>> Begin RECORDS FOR THIS TASK

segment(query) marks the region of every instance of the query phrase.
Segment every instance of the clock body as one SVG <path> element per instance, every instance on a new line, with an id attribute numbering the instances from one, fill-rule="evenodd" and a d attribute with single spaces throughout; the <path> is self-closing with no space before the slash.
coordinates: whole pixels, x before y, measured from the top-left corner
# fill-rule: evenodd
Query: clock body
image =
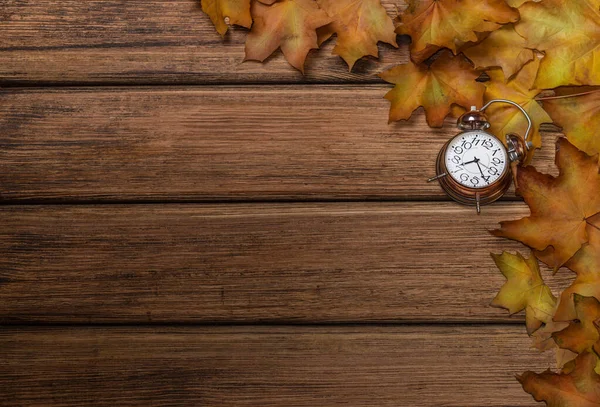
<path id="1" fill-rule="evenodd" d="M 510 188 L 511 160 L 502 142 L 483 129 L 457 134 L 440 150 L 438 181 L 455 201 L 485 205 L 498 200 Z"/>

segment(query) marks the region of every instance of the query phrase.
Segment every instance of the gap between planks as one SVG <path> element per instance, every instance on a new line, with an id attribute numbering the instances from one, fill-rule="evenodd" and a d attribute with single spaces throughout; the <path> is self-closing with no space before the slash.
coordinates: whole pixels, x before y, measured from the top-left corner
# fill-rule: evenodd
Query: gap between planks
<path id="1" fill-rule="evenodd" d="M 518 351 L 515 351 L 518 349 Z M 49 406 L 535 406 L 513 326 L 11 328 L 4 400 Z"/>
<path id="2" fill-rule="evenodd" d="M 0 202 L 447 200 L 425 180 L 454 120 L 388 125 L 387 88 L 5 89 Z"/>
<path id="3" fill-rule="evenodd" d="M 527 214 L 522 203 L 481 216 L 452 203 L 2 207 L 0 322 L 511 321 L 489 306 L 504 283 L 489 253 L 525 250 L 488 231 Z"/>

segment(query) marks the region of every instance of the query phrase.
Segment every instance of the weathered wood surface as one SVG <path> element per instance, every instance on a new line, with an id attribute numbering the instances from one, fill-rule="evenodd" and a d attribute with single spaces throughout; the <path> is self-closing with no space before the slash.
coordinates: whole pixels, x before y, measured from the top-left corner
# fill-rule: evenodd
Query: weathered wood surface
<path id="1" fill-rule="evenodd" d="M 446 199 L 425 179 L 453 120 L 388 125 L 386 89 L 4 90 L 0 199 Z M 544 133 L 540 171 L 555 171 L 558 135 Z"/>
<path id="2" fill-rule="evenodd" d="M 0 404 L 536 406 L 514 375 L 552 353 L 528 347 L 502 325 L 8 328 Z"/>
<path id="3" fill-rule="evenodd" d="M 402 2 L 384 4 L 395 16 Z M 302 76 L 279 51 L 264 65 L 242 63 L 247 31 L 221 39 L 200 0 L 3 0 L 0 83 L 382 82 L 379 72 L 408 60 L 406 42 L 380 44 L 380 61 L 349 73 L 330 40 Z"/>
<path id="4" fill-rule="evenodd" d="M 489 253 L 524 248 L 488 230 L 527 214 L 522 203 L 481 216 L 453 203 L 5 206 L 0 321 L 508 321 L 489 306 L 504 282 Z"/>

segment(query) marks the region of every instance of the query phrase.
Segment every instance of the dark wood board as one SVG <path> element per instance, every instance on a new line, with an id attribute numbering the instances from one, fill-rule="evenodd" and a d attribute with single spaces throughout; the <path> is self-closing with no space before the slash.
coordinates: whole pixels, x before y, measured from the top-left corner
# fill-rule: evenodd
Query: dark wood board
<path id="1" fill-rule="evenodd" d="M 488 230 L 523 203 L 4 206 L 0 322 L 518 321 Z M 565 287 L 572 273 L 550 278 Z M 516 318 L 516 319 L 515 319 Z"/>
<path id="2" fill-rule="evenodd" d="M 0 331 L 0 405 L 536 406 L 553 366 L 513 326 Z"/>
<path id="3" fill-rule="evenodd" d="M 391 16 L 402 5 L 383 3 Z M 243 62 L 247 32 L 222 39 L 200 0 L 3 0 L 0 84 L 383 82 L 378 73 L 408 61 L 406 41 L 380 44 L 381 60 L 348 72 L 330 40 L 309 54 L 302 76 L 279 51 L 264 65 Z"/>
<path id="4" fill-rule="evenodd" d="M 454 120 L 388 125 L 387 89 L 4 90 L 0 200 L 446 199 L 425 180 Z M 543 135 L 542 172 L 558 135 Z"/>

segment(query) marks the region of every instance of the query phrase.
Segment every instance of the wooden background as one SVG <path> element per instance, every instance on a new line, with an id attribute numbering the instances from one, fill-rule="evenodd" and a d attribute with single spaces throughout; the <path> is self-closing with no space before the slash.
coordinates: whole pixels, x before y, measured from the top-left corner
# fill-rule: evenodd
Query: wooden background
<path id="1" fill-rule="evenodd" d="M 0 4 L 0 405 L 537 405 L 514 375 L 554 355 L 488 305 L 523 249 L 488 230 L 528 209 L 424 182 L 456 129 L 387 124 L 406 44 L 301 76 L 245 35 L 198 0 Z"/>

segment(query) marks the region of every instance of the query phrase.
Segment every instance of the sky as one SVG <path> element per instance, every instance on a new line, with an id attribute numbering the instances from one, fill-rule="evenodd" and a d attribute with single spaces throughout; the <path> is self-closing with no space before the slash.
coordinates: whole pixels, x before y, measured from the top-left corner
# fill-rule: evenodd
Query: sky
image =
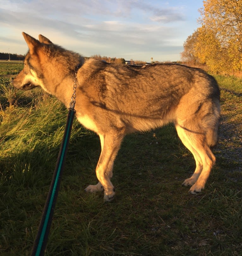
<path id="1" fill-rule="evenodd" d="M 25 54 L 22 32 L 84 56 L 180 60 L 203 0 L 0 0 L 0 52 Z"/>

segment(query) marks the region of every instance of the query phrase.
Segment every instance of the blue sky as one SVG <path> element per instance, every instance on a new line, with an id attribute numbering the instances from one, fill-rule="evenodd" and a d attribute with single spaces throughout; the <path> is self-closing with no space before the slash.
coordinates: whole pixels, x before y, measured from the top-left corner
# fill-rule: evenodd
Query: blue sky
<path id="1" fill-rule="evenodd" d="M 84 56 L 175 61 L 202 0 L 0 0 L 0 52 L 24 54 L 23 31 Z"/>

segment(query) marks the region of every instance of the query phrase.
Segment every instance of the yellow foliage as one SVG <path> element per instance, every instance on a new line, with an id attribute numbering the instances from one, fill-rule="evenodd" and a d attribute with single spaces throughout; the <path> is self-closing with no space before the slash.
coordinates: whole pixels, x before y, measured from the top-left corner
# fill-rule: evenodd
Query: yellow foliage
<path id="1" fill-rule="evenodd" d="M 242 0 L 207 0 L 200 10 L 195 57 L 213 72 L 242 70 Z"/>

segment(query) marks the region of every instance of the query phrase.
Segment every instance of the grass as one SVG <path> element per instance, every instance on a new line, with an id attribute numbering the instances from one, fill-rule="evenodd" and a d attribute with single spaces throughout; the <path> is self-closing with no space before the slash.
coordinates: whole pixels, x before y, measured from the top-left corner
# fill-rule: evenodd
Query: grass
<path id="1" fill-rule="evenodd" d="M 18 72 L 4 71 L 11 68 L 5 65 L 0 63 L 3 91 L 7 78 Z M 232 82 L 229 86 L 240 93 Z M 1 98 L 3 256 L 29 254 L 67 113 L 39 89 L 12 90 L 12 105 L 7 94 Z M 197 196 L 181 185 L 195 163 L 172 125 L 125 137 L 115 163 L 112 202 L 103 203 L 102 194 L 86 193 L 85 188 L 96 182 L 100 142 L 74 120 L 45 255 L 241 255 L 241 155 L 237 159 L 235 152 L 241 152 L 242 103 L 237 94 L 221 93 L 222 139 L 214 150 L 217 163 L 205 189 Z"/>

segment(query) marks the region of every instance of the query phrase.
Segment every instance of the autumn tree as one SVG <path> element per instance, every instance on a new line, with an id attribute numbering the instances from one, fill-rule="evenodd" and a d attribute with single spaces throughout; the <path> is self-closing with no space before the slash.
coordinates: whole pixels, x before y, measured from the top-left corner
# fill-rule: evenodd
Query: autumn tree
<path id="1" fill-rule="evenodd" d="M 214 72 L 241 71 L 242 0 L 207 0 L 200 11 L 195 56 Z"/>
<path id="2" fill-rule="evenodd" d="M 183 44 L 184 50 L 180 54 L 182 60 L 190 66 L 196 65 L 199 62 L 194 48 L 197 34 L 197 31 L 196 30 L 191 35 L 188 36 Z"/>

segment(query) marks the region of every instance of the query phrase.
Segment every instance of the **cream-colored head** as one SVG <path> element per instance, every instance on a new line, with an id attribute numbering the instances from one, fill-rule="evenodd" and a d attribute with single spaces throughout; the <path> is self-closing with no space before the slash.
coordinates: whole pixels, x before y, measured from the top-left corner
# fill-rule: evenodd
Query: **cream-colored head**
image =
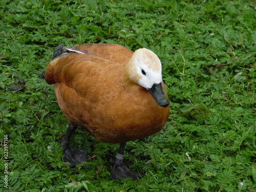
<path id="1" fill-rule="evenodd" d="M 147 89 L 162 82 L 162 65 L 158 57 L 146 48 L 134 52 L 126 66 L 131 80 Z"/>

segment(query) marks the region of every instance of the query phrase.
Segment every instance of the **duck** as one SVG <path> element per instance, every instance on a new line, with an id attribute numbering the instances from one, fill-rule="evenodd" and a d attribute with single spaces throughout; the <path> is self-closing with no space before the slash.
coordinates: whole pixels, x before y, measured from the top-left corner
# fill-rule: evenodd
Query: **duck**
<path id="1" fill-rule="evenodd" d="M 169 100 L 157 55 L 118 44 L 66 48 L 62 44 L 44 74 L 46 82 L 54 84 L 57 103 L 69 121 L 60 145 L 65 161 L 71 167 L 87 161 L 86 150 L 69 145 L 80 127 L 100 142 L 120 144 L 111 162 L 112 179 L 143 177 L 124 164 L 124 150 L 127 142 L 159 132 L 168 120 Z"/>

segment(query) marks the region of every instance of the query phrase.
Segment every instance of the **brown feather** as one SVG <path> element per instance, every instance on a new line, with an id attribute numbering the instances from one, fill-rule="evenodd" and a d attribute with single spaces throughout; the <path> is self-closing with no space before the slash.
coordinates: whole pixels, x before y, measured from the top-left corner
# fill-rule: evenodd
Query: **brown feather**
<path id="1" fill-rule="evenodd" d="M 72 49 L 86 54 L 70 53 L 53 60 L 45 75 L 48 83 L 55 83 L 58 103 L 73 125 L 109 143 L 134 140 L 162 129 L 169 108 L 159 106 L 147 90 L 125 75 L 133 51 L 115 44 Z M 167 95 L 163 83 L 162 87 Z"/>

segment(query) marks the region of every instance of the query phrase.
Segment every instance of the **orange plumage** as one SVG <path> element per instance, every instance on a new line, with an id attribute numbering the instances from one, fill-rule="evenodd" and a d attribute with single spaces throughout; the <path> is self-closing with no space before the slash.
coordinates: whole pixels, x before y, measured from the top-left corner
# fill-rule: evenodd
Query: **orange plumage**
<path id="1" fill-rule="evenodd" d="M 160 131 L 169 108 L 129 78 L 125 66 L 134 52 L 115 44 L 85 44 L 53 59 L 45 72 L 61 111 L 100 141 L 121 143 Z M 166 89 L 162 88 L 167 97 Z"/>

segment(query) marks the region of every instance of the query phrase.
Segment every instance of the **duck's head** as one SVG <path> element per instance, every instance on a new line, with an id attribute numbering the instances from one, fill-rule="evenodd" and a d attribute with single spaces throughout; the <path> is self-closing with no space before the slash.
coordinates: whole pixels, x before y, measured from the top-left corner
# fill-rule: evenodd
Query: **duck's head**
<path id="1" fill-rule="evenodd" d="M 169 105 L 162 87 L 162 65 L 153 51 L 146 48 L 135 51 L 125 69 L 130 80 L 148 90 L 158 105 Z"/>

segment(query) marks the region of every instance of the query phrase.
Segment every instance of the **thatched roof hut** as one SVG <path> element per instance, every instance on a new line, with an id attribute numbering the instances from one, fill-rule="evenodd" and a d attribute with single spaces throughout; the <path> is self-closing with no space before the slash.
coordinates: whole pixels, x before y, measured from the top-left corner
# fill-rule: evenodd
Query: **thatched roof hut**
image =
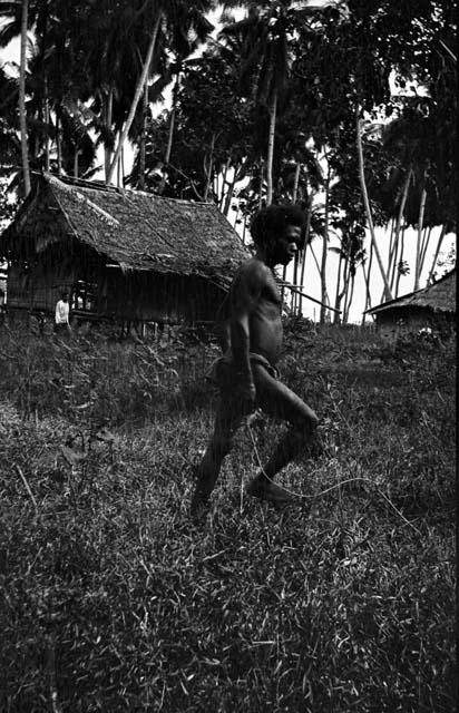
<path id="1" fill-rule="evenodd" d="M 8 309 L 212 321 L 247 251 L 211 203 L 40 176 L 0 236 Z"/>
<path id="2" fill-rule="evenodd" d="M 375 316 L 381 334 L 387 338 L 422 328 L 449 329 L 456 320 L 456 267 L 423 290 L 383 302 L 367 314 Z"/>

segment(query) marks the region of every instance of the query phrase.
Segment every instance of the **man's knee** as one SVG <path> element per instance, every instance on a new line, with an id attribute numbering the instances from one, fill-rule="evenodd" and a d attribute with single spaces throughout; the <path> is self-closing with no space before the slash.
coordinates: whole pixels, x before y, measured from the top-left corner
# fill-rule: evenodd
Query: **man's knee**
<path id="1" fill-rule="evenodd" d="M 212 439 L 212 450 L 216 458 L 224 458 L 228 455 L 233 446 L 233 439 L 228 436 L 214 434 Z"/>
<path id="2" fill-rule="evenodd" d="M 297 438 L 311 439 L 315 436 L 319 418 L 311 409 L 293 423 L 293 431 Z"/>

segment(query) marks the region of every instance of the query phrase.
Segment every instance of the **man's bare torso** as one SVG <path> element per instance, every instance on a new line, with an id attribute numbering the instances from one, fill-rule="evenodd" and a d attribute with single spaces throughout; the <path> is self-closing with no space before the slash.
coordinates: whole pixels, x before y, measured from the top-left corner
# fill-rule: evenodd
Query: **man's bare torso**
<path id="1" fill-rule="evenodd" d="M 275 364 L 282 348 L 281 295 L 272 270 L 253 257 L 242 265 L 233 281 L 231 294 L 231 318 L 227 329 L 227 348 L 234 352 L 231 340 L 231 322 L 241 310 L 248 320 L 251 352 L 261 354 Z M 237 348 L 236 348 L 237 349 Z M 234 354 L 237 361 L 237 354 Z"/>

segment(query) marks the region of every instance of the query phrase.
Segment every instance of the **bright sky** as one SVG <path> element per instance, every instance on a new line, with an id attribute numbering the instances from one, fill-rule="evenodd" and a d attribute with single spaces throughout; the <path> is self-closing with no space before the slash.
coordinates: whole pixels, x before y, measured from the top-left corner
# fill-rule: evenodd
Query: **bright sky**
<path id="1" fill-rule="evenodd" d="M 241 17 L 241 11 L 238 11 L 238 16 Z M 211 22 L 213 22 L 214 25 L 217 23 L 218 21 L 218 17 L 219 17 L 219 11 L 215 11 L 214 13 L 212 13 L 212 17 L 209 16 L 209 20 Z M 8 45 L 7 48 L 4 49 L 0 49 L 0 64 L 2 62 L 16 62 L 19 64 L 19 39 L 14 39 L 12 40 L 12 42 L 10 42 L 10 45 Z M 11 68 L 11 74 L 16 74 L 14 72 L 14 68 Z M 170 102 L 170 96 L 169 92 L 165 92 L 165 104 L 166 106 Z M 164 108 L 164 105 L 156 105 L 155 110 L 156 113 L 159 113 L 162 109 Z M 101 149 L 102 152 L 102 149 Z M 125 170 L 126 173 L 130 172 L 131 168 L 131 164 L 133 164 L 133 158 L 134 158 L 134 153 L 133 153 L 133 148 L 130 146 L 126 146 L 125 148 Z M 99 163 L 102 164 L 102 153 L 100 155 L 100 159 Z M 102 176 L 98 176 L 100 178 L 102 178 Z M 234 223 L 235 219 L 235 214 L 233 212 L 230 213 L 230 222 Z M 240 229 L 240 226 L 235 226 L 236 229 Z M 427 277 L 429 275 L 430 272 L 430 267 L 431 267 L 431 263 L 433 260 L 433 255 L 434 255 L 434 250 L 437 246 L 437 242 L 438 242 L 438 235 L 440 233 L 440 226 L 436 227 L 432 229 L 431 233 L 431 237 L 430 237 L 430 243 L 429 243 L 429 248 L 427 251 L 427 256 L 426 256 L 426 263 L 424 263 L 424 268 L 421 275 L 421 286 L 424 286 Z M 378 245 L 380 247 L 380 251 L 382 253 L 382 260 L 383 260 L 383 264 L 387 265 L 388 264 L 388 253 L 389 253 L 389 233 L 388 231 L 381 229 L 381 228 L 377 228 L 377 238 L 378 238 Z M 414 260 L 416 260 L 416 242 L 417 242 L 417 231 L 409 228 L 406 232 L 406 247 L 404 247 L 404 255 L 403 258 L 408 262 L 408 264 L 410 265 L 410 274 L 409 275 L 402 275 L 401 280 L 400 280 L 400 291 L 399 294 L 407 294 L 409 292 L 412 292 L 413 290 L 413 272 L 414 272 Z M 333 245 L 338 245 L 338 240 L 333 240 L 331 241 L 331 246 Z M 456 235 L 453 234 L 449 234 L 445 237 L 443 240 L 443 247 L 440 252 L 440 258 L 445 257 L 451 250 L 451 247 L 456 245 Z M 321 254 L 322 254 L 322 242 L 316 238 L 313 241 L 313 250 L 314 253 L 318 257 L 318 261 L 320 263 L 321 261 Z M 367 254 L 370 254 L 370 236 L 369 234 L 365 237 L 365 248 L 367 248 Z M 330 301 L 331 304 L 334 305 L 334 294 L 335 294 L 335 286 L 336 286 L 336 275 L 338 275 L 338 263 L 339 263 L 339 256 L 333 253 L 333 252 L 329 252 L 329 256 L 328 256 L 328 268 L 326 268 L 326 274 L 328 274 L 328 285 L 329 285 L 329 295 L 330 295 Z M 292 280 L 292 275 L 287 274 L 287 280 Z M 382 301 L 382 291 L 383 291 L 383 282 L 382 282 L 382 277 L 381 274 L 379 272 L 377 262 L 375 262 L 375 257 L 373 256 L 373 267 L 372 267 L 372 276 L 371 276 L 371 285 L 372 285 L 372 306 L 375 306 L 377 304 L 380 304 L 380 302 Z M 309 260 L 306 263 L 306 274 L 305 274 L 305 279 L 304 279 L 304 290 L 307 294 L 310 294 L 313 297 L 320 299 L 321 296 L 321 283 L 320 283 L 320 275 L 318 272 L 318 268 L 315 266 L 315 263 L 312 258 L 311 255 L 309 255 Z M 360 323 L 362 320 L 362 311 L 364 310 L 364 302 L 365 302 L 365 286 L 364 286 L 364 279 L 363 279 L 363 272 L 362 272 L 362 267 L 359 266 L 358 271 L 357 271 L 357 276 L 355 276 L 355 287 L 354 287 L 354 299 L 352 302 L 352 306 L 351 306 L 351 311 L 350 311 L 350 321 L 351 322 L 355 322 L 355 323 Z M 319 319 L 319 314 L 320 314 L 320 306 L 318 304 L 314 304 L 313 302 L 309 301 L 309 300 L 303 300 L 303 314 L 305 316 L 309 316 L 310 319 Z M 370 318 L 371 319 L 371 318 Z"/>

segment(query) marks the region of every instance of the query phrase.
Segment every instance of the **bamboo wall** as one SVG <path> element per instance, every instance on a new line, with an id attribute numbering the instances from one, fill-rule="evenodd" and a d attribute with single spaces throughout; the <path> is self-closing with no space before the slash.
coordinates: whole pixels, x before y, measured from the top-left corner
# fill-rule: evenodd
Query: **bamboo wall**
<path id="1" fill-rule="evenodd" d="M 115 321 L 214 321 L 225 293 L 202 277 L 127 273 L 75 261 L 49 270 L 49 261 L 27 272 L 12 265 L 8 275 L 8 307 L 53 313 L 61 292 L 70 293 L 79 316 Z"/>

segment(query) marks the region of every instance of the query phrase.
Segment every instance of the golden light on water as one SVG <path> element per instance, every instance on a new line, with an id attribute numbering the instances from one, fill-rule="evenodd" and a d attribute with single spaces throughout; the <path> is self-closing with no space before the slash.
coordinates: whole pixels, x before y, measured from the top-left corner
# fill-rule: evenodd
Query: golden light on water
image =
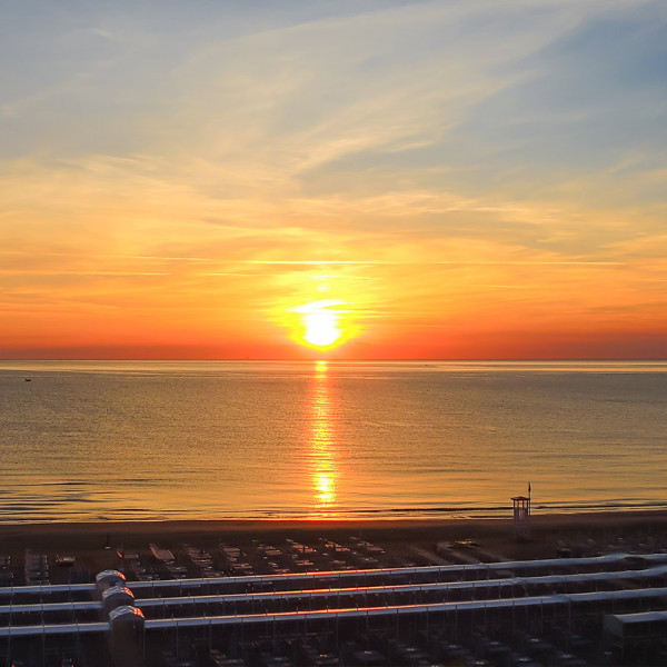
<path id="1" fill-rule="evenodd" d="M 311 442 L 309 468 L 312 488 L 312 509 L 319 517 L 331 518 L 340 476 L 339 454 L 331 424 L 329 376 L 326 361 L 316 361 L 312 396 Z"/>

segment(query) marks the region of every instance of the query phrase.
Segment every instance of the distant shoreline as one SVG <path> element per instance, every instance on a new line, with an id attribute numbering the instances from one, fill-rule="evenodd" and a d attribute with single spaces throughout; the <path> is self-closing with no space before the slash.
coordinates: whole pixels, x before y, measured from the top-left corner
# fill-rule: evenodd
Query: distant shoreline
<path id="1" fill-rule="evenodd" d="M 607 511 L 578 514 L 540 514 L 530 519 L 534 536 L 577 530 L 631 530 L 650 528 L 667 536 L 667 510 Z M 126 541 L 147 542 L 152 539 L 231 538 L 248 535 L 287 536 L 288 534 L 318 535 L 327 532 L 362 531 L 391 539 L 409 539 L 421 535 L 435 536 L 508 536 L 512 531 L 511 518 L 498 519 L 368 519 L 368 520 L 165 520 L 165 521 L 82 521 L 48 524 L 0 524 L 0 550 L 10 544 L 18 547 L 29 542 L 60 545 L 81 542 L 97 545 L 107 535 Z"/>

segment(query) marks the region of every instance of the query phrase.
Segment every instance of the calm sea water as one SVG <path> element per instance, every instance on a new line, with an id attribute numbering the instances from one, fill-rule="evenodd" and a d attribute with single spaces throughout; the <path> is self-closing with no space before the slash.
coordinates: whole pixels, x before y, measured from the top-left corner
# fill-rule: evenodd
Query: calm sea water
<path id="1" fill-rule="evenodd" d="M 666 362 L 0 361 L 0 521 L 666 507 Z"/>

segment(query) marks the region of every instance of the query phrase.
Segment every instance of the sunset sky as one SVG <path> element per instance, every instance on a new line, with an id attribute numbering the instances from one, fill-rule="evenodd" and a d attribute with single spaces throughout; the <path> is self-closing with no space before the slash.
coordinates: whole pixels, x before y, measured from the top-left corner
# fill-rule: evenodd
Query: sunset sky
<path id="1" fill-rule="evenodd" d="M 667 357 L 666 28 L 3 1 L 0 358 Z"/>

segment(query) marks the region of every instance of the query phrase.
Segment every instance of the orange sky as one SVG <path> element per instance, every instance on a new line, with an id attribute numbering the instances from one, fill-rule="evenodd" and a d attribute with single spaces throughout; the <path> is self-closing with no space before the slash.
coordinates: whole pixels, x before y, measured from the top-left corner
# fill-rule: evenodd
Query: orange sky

>> End RECORDS FOR THIS TASK

§ **EXERCISE GOAL**
Edit everything from the first line down to the line containing "Segment every instance of the clock" by replacing "region" with "area", and give those lines back with nothing else changed.

§ **TASK SOLUTION**
segment(query) marks the area of every instance of the query phrase.
Segment every instance of the clock body as one SVG <path> element per instance, every instance on a new line, with an id attribute numbering the instances from one, fill-rule="evenodd" and a d attribute with single spaces throughout; the <path> is self-closing with no space before the slash.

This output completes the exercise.